TEXT EXTRACT:
________________

[<prev] [next>] [<thread-prev] [thread-next>] [day] [month] [year] [list]
Message-ID: <c1cf6883-a323-40e8-881d-ae7023bbc61a@gmail.com>
Date: Wed, 16 Jul 2025 14:44:04 -0500
From: Carlos Bilbao <carlos.bilbao.osdev@...il.com>
To: Jay Vosburgh <jv@...sburgh.net>, Carlos Bilbao <bilbao@...edu>
Cc: carlos.bilbao@...nel.org, andrew+netdev@...n.ch, davem@...emloft.net,
edumazet@...gle.com, kuba@...nel.org, pabeni@...hat.com, horms@...nel.org,
netdev@...r.kernel.org, linux-kernel@...r.kernel.org, sforshee@...nel.org
Subject: Re: [PATCH] bonding: Switch periodic LACPDU state machine from
counter to jiffies
Hello Jay,
On 7/16/25 10:30, Jay Vosburgh wrote:
> Carlos Bilbao <bilbao@...edu> wrote:
>
>> FYI, I was able to test this locally but couldn’t find any kselftests to
>> stress the bonding state machine. If anyone knows of additional ways to
>> test it, I’d be happy to run them.
> Your commit message says this change will "help reduce drift
> under contention," but above you say you're unable to stress the state
> machine.
>
> How do you induce "drift under contention" to test that your
> patch actually improves something? What testing has been done to insure
> that the new code doesn't change the behavior in other ways (regressions)?
I tested the bonding driver with and without CPU contention*. With this
patch, the LACPDU state machine is much more consistent under load, with
standard deviation of 0.0065 secs between packets. In comparison, the
current version had a standard deviation of 0.15 secs (~x23 more
variability). I imagine this gets worsens with greater contention.
When I mentioned a possible kselftest (or similar) to "stress" the state
machine, I meant whether there's already any testing that checks the
state machine through different transitions -- e.g., scenarios where the
switch instruct the bond to change configs (for example, between fast and
slow LACP modes), resetting the bond under certain conditions, etc. I just
want to be exhaustive because as you mentioned the state machine has been
around for long time.
*System was stressed using:
stress-ng --cpu $(nproc) --timeout 60
Metrics were collected with:
sudo tcpdump -e -ni <my interface> ether proto 0x8809 and ether src <mac>
>
> Without a specific reproducable bug scenario that this change
> fixes, I'm leery of applying such a refactor to code that has seemingly
> been working fine for 20+ years.

________________

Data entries

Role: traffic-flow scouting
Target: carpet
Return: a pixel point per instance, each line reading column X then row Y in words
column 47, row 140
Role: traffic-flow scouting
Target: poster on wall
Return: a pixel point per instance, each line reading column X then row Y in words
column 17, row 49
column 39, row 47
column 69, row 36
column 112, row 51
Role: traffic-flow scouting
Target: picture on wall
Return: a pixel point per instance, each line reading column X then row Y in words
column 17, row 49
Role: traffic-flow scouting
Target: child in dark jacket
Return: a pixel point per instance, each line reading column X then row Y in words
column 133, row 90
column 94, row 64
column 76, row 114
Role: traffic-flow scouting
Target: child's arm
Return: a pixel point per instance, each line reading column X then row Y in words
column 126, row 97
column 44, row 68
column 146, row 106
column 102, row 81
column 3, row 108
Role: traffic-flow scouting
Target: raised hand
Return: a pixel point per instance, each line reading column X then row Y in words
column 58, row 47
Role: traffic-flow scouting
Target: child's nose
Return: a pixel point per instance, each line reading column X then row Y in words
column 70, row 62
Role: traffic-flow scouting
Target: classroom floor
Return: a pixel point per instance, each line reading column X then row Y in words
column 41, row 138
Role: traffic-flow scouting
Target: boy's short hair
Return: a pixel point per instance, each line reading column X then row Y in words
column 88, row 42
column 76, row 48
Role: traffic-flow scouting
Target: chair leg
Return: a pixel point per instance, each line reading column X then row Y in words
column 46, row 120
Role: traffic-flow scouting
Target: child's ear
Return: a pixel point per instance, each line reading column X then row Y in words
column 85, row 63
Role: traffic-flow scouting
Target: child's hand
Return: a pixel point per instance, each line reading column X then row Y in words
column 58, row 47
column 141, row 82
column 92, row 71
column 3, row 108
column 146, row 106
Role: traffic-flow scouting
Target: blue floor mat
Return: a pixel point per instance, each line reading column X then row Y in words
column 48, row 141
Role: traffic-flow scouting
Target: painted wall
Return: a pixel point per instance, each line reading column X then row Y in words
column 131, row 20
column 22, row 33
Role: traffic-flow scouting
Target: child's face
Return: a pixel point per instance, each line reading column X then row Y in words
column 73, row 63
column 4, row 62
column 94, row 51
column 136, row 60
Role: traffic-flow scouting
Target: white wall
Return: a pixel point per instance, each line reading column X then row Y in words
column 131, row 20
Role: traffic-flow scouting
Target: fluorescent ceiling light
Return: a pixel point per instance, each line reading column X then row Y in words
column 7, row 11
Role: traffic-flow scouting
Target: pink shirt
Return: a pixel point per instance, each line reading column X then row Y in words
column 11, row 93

________________

GOALS:
1. Answer these questions about the bonding patch thread:
(a) With the patch applied, what standard deviation between packets did the tests show?
(b) Which command was used to stress the system?
(c) According to Jay Vosburgh, for how long has the code seemingly been working fine?
2. Reproduce the bonding patch thread word for word, starting with "I tested the" and going on through "for long time.".

CORRECT ANSWERS:
1.
(a) 0.0065 secs
(b) stress-ng --cpu $(nproc) --timeout 60
(c) 20+ years

2.
I tested the bonding driver with and without CPU contention*. With this
patch, the LACPDU state machine is much more consistent under load, with
standard deviation of 0.0065 secs between packets. In comparison, the
current version had a standard deviation of 0.15 secs (~x23 more
variability). I imagine this gets worsens with greater contention.
When I mentioned a possible kselftest (or similar) to "stress" the state
machine, I meant whether there's already any testing that checks the
state machine through different transitions -- e.g., scenarios where the
switch instruct the bond to change configs (for example, between fast and
slow LACP modes), resetting the bond under certain conditions, etc. I just
want to be exhaustive because as you mentioned the state machine has been
around for long time.